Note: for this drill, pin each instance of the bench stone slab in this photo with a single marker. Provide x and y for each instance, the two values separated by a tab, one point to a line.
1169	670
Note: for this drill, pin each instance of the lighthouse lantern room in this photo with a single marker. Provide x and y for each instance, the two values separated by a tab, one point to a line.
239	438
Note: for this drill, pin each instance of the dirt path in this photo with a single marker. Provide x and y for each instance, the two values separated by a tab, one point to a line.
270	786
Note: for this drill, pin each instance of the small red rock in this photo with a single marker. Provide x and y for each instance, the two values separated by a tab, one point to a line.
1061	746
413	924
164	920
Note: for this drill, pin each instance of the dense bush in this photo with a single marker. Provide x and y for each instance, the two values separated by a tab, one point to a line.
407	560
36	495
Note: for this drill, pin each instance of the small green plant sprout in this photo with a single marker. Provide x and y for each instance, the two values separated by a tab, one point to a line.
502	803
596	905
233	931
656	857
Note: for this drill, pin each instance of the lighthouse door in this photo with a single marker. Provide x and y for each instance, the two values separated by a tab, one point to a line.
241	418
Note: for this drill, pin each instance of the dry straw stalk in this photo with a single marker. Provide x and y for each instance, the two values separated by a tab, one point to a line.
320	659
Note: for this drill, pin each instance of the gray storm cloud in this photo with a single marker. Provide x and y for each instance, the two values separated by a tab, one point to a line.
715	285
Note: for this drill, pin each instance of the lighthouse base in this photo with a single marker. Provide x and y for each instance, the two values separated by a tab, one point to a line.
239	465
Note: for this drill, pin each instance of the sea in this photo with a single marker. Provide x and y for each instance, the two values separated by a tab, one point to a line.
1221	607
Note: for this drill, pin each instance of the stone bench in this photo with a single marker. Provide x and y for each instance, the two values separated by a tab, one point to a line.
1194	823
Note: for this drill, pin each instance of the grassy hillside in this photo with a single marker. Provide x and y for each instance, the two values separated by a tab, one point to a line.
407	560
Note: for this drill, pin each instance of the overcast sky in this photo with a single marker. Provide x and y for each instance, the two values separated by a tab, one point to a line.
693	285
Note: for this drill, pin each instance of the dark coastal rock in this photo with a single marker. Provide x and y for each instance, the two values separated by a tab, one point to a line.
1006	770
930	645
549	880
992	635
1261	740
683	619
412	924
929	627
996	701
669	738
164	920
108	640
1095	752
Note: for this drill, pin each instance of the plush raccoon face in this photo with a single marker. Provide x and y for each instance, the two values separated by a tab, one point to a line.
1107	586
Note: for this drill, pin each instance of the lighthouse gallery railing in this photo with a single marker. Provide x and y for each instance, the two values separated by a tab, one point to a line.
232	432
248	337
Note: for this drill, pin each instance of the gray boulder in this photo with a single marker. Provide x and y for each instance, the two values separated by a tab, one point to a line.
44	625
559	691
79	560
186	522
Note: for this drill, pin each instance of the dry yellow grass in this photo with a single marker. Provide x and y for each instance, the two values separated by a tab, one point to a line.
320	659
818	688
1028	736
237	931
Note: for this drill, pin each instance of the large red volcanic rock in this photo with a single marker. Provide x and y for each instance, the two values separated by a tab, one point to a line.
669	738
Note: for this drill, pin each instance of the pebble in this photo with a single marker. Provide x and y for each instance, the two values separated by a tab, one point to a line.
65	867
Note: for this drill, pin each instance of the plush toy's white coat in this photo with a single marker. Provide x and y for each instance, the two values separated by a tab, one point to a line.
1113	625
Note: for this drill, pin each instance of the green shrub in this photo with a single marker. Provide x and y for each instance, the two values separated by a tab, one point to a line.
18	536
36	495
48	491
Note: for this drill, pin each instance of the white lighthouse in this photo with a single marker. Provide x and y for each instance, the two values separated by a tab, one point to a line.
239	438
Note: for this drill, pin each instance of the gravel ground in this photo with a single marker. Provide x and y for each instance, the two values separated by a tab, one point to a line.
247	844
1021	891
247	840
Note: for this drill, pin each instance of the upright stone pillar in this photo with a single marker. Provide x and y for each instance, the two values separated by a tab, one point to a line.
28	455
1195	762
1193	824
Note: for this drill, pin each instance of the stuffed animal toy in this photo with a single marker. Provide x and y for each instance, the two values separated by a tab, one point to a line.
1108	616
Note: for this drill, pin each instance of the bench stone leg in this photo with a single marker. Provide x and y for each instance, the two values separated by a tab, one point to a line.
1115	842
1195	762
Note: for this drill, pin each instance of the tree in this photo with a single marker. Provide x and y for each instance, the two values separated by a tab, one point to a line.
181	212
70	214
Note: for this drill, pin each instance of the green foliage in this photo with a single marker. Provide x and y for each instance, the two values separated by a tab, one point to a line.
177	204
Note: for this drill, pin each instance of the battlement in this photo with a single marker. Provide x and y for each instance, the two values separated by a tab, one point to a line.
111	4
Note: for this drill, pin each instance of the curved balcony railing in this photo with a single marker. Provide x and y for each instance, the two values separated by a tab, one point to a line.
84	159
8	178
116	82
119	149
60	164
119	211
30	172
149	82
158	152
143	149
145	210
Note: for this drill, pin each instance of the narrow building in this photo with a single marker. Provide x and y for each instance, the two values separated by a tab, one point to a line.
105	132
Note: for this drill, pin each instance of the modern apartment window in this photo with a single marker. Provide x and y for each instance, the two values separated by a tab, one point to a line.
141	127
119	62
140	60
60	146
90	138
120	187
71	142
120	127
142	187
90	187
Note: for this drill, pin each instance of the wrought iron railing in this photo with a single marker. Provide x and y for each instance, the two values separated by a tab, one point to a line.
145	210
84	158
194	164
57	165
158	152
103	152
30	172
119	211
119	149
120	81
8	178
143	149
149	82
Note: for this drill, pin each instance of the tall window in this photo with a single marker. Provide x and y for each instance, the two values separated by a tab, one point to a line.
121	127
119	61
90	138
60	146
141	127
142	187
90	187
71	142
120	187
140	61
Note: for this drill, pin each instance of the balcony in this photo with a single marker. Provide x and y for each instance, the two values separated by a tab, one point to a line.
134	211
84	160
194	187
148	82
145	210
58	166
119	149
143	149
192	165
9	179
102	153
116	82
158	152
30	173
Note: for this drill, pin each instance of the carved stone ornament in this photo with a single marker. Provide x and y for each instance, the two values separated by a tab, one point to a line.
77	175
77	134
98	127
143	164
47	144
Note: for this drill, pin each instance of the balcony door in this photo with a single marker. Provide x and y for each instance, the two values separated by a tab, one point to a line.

.....

All of the entries need to be given again, word for word.

▸ **Solved problem**
Note: for this drill, pin each instance of the bench stone slab in this photo with a single marker. Provide x and y for each instance, the two values separated by a tab, one point to a line.
1169	670
Note: for this drill, pin each instance of the lighthouse lantern room in this photo with a single marker. Provide x and y for each instance, the two values separated by a tab, one point to a line.
239	438
Note: for this drill, pin each instance of the dirt path in this photo with a single marker. Provide x and y for each instance, the two values separated by a tab, one point to a line.
270	786
Note: for this drill, pin each instance of the small red rock in this photo with a single marker. Provide x and y for each instance, the two values separated by a tab, one point to a line.
1061	746
413	924
164	920
Note: for this drill, pin each instance of the dense bush in this photo with a single marker. Provide x and y for each instance, the two values separated by a tab, one point to a line.
407	560
36	495
Note: for this drill, pin each instance of the small green plant sprout in this photo with a single marker. Provide x and y for each instance, the two values separated by a tab, one point to a line.
502	803
596	905
233	931
656	857
Note: for this drill, pin each instance of the lighthouse door in this photo with a single marker. Provide x and y for each instance, the two values separated by a tab, one point to a line.
241	418
Note: for this drill, pin each instance of the dry straw stalk in this photo with a single marker. Provide x and y for each instance, the two values separated by a tab, one point to a line.
320	659
Note: for this drill, pin each instance of the gray storm cloud in this photo with a single marker. Provide x and y for each instance, the two values separated by a tab, one point to a line.
715	285
Note: for this drill, pin each instance of the lighthouse base in this photo with a single marker. Provide x and y for each instance, the two values separated by a tab, one point to a line.
239	465
Note: for this drill, pin each instance of the sea in this photo with a single marker. Provide x and y for each instance, the two values separated by a tab, one point to a line.
1221	607
Note: for this drill, pin each instance of the stone bench in this photo with a single marker. Provide x and y for each instance, the two values separated by a tab, one point to a line.
1194	823
Note: for this drill, pin each instance of the grassy hillside in this photo with a single marker. Provide x and y for each instance, the two values separated by a tab, one point to a line.
407	560
Note: for this drill, pin each instance of the overcast sky in this photo with a single marker. Provide x and y for each instance, the two values separated by a tab, one point to a line.
693	285
Note: for this drill, pin each instance of the dark coastal rock in this photo with a single marker. Provide x and y for each instance, the two values separated by a tab, one point to a line.
1006	770
930	645
549	880
992	635
1261	740
683	619
412	924
929	627
996	701
669	738
164	920
108	640
1095	752
Note: for this drill, pin each instance of the plush raccoon face in this photo with a single marker. Provide x and y for each instance, the two values separated by a tab, one point to a line.
1107	586
Note: for this drill, pin each instance of the lighthouse gallery railing in this photo with a single marker. Provide x and y for each instance, the two values separated by a tab, one point to a line.
232	432
248	337
Note: for this drill, pin each instance of the gray boulder in this photo with a single marker. Provide x and y for each instance, the two values separated by a tab, one point to a line.
44	625
559	691
79	560
186	522
Note: for this drill, pin each instance of the dry yellow grass in this photo with a single marker. Provide x and y for each instance, the two values separated by a tab, one point to a line.
320	659
818	688
1028	736
237	931
Note: for this drill, pin each instance of the large red volcanic rock in this photo with a single marker. Provide x and y for each instance, the two values separated by a tab, one point to a line.
669	738
Note: for this drill, pin each instance of the pebble in this photo with a single marker. Provide x and y for each instance, the two values separated by a tab, one point to a line.
65	867
Note: for this drill, pin each instance of the plush toy's white coat in this photo with a single marker. Provide x and y for each instance, the two values separated by a tab, one point to a line.
1113	625
Note: for this drill, pin each instance of the green shrub in this photo with a single marker. Provide x and y for each instance, the two values separated by a tab, one point to a line.
18	536
36	495
48	491
Note: for this drill, pin each instance of the white lighthouse in this photo with a single marker. Provide x and y for each instance, the two values separated by a tab, one point to a line.
239	438
Note: for this drill, pin each instance of the gravel ground in this photo with a single marker. Provide x and y for each instance, the two values separated by a tab, one point to a line.
247	844
1021	891
247	840
Note: for this drill, pin each instance of the upright stone pillar in this photo with a single marker. Provide x and y for each instance, the two values separated by a tab, one point to a line.
28	455
1195	762
1193	824
Note: for this drill, pin each instance of the stuffed animal toy in this photo with a single marker. Provide x and y for each instance, the two values separated by a tab, one point to a line.
1108	616
Note: for this drill, pin each instance of the bench stone leg in this photo with a single marker. Provide x and y for each instance, the two values separated by a tab, one point to a line.
1115	842
1195	762
Note: for this drill, pin each instance of the tree in this photo with a single marker. Provide x and y for each instance, the two values separated by a tab, one point to a line.
181	212
70	214
Note: for this drill, pin each instance of the green foliage in this photo with a single marker. Provide x and y for each instance, the two values separated by a tab, one point to a line.
177	204
Note: for this drill, pin each instance of the battlement in this photo with a single marker. Provide x and y for each instance, the two values separated by a tab, one point to a line.
111	4
Note: for this drill, pin each instance of the curved balcony railing in this photo with a single marker. Provide x and y for each instance, the two values separated by a tab, one point to a line.
84	159
8	178
116	82
119	149
60	164
119	211
30	172
149	82
158	152
143	149
145	210
Note: for this drill, pin each instance of the narrow building in this photo with a single marker. Provide x and y for each instance, the two values separated by a tab, one point to a line.
105	132
Note: for this drill, pin each instance of the modern apartment window in this photo with a single marker. Provide x and y for each instance, the two values separated by a tab, one point to a line.
141	127
119	62
140	60
60	146
90	138
120	187
71	142
120	127
142	187
90	187
Note: for this drill, pin each instance of the wrought iron railing in this photo with a single marker. Provide x and y for each instance, the two values separated by a tab, one point to a line.
145	210
84	158
194	164
57	165
158	152
103	152
30	172
119	211
119	149
120	81
8	178
143	149
149	82
Note: for this drill, pin each instance of the tall window in this photo with a single marker. Provide x and y for each instance, the two values separated by a tab, one point to a line.
121	127
119	61
90	138
60	146
141	127
142	187
90	187
71	142
120	187
140	61
Note: for this drill, pin each instance of the balcony in this photo with a single marker. Provide x and y for each instance, the two values separated by a tab, one point to a line.
134	211
84	160
194	187
148	82
145	210
58	166
119	149
143	149
192	165
9	179
102	153
116	82
158	152
30	173
Note: for this drill, pin each instance of the carved stone ornament in this photo with a single marker. Provide x and y for each instance, the two values separated by a tab, one point to a line.
77	175
77	134
98	127
143	164
47	144
Note: for this drill, pin each instance of the balcony door in this photo with a single marker. Provide x and y for each instance, the two values separated by a tab, one point to a line.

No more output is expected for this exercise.